→ **Ordine di lavoro**
Stampa senza modifiche il tratto del brano fornito sul patrimonio culturale dopo l'epidemia che va da "Per ciò che" fino a "4, pp. 571-585." incluso.

→ **Brano fornito**

**********

Resta poi il dubbio circa gli effetti permanenti dell’epidemia ( 2). Quante realtà, piccole in genere, ma non è detto, perderemo? Quante non riapriranno più? La corsa alla musealizzazione, dopo trent’anni di successi impetuosi, è destinata a concludersi di colpo? E che ne sarà dei nostri beni? Io credo sia necessario fin d’ora porsi queste domande ( 3), per rilevare e monitorare con precisione processi con i quali domani saremo chiamati a confrontarci. Non lo farà più l’IBC; ma le donne e gli uomini dell’IBC, che continueranno la loro attività al servizio del patrimonio, in Regione, sono pronti a farlo. Il doppio colpo subito dalla cultura – psicologico e materiale – sarà l’oggetto d’indagine privilegiato della fase di “ricostruzione” (perché di una vera “ricostruzione” si tratta), che attende il Paese auspicabilmente già (forse) dal 2021. Gli istituti, pubblici e privati, uti singuli, hanno avviato fin d’ora la necessaria riprogrammazione, leccandosi ferite più o meno profonde, a partire dalla redazione dei bilanci preventivi. Ma le forze che sono presenti in IBC oggi, e che saranno presenti in Regione domani, hanno la possibilità – e il dovere – di offrire dati e chiavi di lettura per una valutazione di contesto, sulla base della quale impostare future politiche coerenti. L’IBC è stato, durante l’epidemia, il collettore del sentimento comune: le riunioni online, in cui ci si scambiavano opinioni e buone pratiche, sono servite a tutti noi, anche solo per affermare la nostra appartenenza ad uno spazio culturale condiviso, esistente e resistente nonostante le separazioni forzate e le distanze fisiche divenute improvvisamente insuperabili. Nei prossimi mesi, questo “capitale sociale” non può andare disperso: costituisce un bene immateriale, fra i tanti accumulati in quasi mezzo secolo, che l’Istituto passa alla Regione. E sono certo che sarà adeguatamente valorizzato.
Per ciò che mi riguarda, è stato un privilegio presiedere l’IBC, al quale sono legato da tanti ricordi indelebili e da tanti bellissimi incontri. Auguro a tutti anni di serenità e di intenso lavoro dalla parte del patrimonio. Come sempre.

 

 

1.François Hartog, Trouble dans le présentisme : le temps du Covid-19, in « AOCmedia », 1 avril 2020.

2.Cfr., per una recente messa a punto concettuale, François Hartog, Il patrimonio, una nozione per i tempi di crisi, in “il Mulino”, 2020, 4, pp. 571-585.

3.Vincenzo Trione, Musei, le cose da fare alla fine della pandemia, in “Il Corriere della Sera”, 22 novembre 2020.

**********

→ **Elenco**

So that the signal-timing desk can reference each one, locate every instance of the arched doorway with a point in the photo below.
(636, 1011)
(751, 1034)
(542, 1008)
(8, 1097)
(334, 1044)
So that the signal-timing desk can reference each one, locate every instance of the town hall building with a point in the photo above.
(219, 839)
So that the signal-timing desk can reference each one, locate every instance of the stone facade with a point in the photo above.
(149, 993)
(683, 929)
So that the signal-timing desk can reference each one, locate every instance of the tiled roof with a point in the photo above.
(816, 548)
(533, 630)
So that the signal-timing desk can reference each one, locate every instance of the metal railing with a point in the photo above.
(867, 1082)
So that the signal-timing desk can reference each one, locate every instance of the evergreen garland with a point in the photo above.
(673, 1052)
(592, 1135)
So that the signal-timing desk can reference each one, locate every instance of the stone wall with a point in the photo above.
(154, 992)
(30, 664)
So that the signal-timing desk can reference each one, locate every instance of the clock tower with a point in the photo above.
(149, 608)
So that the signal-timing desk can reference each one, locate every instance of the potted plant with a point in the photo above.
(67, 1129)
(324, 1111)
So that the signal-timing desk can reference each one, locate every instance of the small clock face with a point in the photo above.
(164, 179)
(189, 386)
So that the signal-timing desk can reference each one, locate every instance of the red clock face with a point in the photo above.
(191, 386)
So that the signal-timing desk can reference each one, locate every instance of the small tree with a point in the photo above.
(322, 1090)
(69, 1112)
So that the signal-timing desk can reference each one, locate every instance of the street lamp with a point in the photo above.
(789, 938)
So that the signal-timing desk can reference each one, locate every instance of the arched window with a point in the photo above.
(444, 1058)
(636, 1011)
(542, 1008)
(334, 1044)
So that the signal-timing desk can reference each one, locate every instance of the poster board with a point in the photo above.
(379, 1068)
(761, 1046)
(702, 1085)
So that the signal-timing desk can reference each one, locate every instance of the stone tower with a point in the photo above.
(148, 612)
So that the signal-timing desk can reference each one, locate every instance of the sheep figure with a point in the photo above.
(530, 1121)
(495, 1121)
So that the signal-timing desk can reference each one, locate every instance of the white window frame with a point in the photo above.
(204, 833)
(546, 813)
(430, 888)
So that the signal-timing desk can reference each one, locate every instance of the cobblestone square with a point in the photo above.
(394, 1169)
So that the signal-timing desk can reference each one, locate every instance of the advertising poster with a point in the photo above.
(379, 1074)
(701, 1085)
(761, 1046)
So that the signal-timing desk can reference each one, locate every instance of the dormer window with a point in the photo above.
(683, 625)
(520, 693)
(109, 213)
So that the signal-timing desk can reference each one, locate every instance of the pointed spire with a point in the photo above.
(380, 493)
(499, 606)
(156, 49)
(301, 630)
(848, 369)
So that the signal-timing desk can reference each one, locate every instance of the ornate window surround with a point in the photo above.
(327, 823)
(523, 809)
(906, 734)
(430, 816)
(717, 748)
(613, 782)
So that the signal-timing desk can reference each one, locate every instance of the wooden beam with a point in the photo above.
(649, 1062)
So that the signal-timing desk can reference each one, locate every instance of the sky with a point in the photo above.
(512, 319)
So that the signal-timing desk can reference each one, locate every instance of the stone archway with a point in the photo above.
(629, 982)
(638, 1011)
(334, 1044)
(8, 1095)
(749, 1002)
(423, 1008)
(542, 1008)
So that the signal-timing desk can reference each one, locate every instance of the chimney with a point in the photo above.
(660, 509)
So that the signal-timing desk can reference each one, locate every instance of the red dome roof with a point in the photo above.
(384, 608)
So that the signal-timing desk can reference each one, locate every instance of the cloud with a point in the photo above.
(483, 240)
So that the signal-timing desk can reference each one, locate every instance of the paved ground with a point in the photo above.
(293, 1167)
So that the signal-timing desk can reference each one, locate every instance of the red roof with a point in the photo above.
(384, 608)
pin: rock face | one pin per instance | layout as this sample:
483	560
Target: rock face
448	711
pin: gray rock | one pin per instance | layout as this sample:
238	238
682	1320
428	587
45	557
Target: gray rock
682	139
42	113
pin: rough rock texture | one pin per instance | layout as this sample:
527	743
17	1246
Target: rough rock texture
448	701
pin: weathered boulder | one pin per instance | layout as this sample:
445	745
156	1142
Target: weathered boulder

**********

→ **Risposta attesa**
Per ciò che mi riguarda, è stato un privilegio presiedere l’IBC, al quale sono legato da tanti ricordi indelebili e da tanti bellissimi incontri. Auguro a tutti anni di serenità e di intenso lavoro dalla parte del patrimonio. Come sempre.

 

 

1.François Hartog, Trouble dans le présentisme : le temps du Covid-19, in « AOCmedia », 1 avril 2020.

2.Cfr., per una recente messa a punto concettuale, François Hartog, Il patrimonio, una nozione per i tempi di crisi, in “il Mulino”, 2020, 4, pp. 571-585.